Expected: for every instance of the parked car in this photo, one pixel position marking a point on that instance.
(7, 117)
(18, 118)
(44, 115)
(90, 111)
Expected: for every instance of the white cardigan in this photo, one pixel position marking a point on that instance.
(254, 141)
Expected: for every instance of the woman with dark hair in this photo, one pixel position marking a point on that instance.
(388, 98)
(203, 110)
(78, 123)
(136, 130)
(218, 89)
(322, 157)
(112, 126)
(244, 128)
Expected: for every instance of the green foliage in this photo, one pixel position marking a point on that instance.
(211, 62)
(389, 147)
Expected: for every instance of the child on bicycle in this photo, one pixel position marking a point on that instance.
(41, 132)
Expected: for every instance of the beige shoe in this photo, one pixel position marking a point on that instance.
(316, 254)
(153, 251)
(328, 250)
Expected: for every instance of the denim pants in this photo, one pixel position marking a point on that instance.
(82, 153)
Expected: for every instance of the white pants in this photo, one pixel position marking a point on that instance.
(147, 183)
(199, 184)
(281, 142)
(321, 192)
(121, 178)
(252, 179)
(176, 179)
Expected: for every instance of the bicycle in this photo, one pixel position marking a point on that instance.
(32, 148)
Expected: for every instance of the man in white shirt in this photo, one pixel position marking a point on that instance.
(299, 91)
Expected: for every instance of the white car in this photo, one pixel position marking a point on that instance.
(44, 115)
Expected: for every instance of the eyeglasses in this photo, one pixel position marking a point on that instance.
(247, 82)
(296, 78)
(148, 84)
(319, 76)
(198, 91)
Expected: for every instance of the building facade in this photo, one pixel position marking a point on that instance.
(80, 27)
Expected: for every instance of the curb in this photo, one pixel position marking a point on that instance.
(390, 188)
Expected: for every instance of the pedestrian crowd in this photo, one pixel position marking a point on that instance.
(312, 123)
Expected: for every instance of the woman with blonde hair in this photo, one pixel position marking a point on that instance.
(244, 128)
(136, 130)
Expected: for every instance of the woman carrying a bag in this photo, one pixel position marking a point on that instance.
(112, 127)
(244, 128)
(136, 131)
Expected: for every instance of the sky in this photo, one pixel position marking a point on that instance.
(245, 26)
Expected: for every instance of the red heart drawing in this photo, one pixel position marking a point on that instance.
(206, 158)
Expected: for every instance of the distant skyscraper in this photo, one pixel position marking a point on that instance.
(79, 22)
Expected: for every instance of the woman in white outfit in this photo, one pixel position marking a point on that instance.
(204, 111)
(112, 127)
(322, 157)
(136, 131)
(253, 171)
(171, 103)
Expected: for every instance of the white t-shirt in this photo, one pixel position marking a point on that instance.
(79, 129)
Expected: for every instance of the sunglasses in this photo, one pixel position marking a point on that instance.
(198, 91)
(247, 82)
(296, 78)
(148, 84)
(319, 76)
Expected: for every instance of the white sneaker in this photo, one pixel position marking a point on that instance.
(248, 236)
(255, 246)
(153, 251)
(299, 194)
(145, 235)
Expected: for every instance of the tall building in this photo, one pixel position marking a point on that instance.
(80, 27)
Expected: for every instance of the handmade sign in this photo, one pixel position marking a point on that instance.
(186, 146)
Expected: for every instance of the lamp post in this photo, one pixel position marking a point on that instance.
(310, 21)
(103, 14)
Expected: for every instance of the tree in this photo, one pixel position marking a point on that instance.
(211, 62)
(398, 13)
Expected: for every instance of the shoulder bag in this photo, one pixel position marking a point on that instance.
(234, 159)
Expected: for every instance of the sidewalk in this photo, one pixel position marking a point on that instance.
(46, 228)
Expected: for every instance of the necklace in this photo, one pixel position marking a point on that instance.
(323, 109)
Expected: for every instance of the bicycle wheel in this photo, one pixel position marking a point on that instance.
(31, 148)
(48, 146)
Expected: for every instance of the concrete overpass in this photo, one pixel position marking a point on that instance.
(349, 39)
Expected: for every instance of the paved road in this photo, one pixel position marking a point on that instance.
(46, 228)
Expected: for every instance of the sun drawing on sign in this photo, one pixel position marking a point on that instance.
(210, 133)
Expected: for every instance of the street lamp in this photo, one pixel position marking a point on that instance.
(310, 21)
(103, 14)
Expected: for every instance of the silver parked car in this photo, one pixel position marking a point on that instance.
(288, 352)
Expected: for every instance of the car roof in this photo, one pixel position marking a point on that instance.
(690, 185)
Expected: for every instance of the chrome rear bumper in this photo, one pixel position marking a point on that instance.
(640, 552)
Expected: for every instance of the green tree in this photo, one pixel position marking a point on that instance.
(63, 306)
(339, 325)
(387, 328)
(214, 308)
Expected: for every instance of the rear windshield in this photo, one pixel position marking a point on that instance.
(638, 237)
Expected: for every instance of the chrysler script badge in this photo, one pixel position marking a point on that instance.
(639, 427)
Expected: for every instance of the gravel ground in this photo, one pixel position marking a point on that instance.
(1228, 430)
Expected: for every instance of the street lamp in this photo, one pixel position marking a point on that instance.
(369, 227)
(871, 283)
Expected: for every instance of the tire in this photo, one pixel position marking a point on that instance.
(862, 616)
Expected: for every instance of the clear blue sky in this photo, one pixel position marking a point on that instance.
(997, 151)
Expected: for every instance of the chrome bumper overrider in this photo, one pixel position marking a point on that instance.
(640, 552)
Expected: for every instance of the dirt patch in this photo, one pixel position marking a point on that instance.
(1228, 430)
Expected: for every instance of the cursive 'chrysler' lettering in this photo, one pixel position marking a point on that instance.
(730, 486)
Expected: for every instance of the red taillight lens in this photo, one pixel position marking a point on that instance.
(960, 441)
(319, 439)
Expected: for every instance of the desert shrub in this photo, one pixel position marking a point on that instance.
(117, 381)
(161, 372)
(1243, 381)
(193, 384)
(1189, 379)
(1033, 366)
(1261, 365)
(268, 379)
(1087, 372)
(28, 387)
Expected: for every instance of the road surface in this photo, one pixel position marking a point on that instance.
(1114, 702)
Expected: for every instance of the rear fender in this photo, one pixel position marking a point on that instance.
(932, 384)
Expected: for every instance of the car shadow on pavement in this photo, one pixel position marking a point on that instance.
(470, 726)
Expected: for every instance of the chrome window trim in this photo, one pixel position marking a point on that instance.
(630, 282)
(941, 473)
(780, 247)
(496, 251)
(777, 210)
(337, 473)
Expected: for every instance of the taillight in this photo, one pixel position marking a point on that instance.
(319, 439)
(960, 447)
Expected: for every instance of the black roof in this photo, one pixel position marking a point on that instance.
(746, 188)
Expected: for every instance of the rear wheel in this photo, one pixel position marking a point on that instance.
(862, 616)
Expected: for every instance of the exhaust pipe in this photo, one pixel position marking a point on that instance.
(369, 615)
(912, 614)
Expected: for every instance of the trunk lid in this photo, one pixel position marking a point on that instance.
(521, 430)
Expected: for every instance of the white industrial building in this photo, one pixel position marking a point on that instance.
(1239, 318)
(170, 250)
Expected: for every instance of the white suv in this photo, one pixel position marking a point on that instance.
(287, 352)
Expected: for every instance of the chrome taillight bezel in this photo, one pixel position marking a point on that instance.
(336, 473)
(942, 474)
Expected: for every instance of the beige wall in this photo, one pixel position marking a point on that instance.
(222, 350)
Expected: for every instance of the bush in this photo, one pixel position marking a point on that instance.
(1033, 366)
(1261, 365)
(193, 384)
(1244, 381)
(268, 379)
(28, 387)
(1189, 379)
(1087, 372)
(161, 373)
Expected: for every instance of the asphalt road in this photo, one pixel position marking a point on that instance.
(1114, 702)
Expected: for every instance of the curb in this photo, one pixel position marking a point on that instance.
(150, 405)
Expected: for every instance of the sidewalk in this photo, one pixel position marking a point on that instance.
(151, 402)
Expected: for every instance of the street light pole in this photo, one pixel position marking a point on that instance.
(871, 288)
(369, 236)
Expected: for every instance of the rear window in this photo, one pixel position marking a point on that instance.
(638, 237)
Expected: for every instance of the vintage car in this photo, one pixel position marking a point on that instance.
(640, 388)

════

TASK REQUIREMENTS:
Print exactly the lines from the one with "Expected: for every instance of the asphalt" through the end of the data, inclusive.

THE ANSWER:
Expected: for every instance of the asphalt road in this photo, one pixel position marking a point on that instance.
(1114, 702)
Expected: for every instance of the curb in this photo, one pixel position marking a point on that instance.
(150, 405)
Expected: for every instance of the sidewalk in this photo, one pixel position marking a point on that instance.
(151, 402)
Expected: for every instance of the street light pole in this photo, one pixel position marking a point on that instance.
(871, 288)
(369, 236)
Expected: for every instance of the rear window in this photo, one pixel position marking a point on that instance.
(638, 237)
Expected: for every instance of the vintage car in this photo, one pixel position marking a point on that instance.
(640, 388)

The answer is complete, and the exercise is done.